• Work instructions
Read through the records below and copy each line that uses the word "black".

• Source records
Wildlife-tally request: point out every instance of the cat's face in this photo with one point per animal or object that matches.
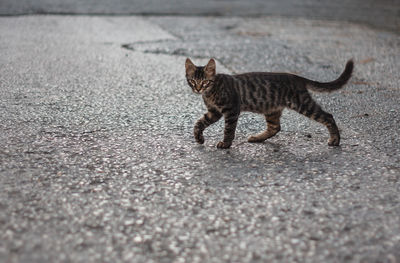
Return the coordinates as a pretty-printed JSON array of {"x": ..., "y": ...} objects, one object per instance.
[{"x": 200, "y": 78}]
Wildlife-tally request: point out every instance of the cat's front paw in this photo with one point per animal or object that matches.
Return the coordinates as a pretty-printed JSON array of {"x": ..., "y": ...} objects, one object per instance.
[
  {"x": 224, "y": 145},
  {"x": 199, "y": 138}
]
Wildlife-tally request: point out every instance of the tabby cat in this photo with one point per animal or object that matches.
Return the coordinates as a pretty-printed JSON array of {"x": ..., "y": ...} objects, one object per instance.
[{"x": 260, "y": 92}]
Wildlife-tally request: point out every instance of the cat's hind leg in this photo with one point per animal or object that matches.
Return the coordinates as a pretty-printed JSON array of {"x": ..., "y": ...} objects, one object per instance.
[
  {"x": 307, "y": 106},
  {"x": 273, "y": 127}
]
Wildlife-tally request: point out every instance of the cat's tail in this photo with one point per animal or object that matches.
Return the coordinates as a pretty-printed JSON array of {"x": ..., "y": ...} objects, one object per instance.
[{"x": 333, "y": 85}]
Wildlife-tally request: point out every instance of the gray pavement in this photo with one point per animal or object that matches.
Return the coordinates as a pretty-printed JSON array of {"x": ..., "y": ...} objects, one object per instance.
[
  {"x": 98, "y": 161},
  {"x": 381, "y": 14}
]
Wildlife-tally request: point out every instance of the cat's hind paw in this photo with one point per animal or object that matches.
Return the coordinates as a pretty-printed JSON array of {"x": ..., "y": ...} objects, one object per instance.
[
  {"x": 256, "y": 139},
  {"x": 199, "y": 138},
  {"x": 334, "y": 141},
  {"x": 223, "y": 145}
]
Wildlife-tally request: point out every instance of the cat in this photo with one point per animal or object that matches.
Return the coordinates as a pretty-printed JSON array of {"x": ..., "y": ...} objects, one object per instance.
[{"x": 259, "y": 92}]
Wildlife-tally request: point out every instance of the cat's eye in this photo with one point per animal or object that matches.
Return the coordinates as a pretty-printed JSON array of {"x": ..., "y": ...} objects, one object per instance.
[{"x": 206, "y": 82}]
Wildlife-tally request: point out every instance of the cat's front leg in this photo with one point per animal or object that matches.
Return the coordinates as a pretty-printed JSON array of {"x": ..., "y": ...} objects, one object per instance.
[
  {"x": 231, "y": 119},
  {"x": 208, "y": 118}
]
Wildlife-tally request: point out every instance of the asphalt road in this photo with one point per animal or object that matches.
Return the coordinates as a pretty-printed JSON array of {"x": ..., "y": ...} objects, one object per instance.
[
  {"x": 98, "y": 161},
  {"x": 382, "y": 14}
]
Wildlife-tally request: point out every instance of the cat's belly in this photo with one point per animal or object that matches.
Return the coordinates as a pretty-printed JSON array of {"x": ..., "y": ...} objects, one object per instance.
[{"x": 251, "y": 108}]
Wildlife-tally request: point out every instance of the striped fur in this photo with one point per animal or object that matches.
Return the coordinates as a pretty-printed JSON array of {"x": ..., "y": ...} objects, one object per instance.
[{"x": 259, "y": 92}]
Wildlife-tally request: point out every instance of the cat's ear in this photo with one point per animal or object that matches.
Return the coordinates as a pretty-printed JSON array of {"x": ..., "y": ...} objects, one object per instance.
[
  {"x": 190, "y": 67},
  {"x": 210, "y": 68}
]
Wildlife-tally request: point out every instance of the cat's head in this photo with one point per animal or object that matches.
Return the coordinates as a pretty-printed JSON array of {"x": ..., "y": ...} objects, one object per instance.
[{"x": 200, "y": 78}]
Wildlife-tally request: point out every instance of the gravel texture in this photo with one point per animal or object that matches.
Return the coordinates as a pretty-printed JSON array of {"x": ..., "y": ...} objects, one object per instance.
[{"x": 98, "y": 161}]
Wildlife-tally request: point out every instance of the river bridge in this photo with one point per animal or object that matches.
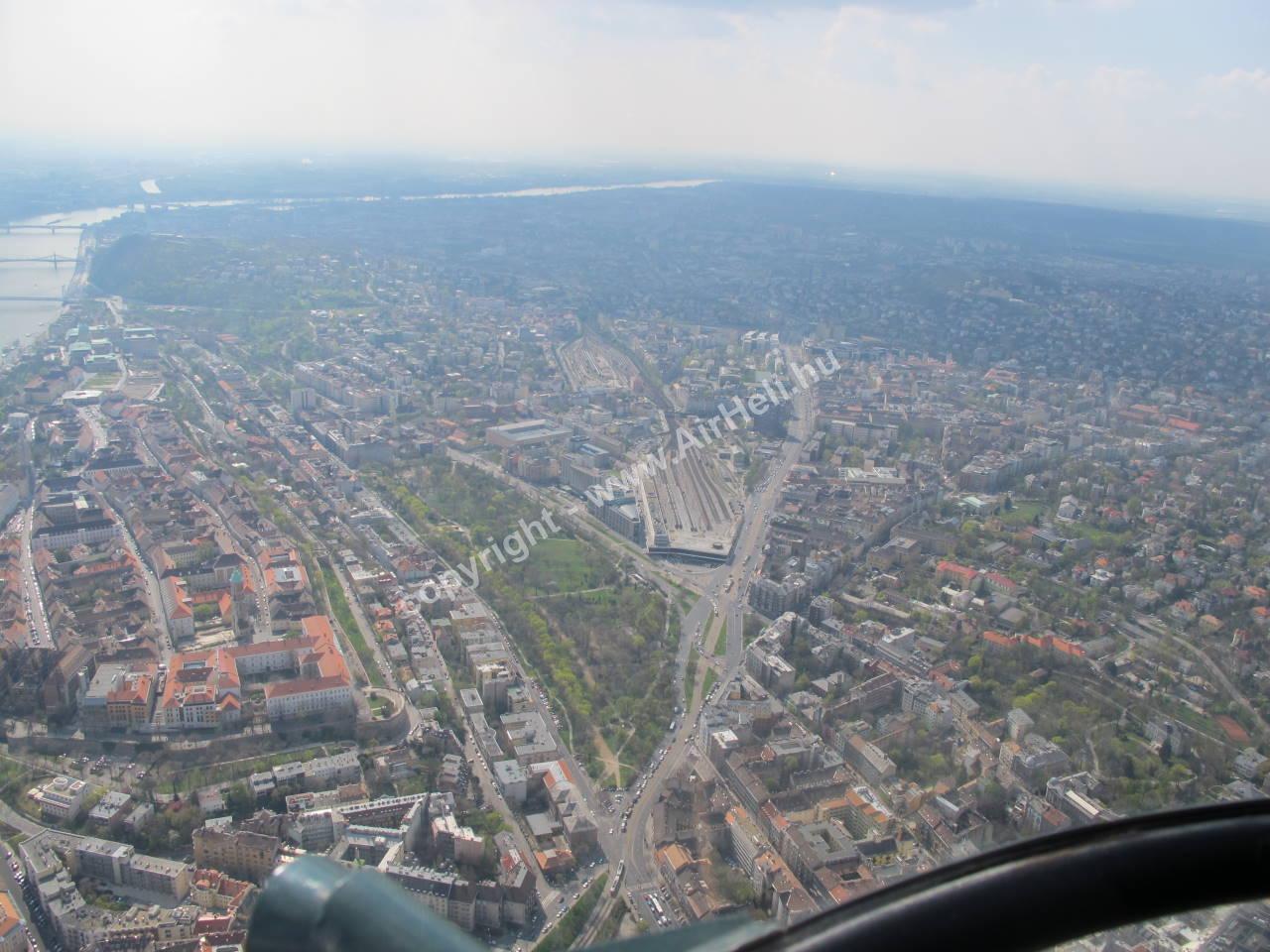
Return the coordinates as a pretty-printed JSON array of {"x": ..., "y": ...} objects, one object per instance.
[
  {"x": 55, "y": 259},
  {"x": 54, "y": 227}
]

---

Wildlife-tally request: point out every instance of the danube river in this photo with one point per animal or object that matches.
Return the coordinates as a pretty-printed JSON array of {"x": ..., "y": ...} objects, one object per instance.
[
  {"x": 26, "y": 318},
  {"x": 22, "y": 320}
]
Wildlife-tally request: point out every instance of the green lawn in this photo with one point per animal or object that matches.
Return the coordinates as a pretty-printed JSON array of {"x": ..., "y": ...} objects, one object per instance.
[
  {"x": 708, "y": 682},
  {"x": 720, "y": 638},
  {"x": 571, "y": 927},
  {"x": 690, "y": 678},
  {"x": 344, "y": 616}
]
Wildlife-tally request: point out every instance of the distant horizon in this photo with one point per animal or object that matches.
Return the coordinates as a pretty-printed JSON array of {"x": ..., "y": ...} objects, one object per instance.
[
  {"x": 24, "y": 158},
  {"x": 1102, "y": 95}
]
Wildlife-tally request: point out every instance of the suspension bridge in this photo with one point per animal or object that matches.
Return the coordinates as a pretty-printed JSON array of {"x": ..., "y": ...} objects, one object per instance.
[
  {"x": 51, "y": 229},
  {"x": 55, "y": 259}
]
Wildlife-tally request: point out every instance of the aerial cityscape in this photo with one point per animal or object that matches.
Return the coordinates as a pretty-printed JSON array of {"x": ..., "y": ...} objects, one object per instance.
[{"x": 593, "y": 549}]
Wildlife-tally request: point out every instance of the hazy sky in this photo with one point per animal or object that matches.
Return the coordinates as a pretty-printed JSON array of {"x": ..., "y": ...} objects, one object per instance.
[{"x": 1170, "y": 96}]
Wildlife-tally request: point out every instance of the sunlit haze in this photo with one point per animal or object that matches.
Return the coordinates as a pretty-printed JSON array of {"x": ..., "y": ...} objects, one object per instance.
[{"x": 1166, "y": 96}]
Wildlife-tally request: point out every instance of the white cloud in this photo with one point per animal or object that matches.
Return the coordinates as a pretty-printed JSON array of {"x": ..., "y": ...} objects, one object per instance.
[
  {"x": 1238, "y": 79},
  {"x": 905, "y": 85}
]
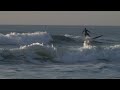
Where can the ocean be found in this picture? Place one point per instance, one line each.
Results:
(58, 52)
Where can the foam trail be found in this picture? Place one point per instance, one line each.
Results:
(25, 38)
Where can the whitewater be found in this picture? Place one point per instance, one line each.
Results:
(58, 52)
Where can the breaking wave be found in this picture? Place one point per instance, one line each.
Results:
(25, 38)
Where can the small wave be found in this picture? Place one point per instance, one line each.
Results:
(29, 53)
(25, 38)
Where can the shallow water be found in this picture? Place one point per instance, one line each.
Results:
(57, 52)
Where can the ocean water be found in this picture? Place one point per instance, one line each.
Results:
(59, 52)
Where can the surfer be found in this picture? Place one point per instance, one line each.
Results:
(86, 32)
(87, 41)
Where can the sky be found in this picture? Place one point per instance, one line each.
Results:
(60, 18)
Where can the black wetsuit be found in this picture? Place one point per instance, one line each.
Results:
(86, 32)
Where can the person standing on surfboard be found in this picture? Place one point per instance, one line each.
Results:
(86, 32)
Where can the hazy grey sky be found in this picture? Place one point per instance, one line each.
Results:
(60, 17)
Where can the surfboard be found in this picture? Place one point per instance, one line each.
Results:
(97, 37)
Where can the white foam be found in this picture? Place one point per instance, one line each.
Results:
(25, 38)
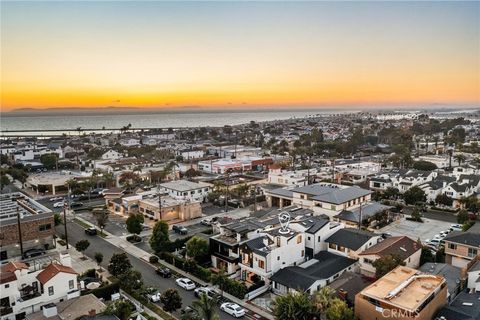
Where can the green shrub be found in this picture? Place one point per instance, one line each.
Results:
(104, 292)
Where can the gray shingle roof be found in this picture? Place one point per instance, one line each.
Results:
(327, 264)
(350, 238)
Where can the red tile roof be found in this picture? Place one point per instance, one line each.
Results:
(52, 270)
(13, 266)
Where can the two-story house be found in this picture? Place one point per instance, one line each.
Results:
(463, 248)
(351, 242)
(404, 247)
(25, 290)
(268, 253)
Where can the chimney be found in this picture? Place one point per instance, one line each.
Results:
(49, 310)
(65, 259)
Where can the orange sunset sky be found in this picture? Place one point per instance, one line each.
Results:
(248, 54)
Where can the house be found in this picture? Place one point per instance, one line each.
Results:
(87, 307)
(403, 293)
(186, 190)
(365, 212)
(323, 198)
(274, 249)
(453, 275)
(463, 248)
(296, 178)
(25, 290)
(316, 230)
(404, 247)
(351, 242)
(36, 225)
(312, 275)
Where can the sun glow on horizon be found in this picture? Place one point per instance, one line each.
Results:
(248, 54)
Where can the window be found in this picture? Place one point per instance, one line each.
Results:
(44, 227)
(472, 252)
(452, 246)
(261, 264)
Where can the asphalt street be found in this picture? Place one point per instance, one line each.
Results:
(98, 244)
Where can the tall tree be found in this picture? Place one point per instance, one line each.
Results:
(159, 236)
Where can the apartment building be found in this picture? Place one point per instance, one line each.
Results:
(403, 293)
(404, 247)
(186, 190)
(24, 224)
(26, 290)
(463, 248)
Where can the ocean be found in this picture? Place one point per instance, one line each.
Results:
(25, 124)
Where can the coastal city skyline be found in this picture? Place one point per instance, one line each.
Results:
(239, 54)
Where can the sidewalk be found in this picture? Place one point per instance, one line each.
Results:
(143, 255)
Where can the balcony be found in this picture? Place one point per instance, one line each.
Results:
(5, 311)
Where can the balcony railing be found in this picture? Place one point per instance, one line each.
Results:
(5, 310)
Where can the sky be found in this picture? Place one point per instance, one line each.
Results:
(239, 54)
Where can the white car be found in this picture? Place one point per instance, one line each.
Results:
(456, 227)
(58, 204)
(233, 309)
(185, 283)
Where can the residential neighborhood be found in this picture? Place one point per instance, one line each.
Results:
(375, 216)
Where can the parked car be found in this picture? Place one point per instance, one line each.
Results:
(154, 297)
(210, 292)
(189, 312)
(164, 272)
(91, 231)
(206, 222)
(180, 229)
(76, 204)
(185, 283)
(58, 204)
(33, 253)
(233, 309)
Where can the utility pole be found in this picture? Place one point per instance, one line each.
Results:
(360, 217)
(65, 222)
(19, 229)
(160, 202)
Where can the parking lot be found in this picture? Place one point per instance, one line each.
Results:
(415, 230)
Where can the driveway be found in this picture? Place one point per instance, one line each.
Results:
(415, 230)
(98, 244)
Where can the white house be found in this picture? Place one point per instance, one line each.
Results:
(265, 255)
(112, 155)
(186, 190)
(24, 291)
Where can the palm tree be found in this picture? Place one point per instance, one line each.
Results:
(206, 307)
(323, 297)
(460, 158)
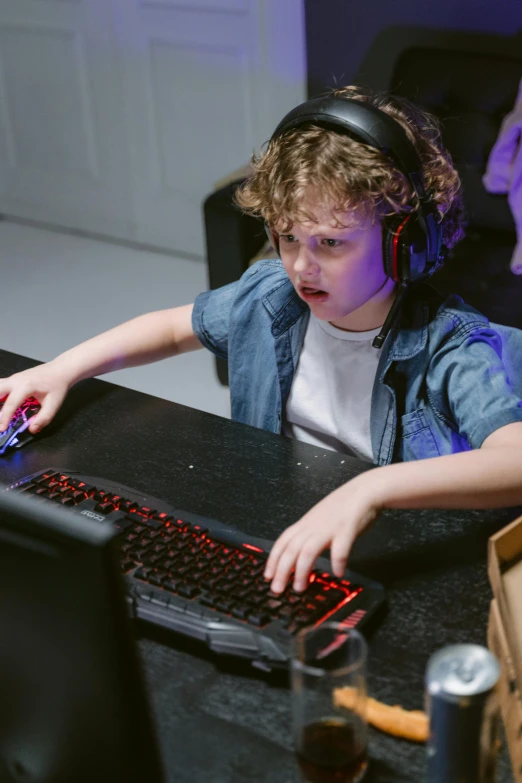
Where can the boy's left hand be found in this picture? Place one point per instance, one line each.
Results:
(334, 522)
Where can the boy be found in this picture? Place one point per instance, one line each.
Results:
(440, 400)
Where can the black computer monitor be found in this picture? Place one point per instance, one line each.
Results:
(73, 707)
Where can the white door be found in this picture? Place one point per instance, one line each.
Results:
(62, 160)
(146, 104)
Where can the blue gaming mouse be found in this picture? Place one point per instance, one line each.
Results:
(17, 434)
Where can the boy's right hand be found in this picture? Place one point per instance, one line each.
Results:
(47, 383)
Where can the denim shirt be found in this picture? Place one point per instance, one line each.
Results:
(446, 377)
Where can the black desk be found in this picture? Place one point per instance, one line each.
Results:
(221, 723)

• Expected answer
Where can the black wetsuit be found in this picture? Place one point per instance, one line each.
Where can the black computer monitor be found in this picture? Place one point per instance, one line each.
Where can the black desk be found in this picture? Place one point per instance, one line each.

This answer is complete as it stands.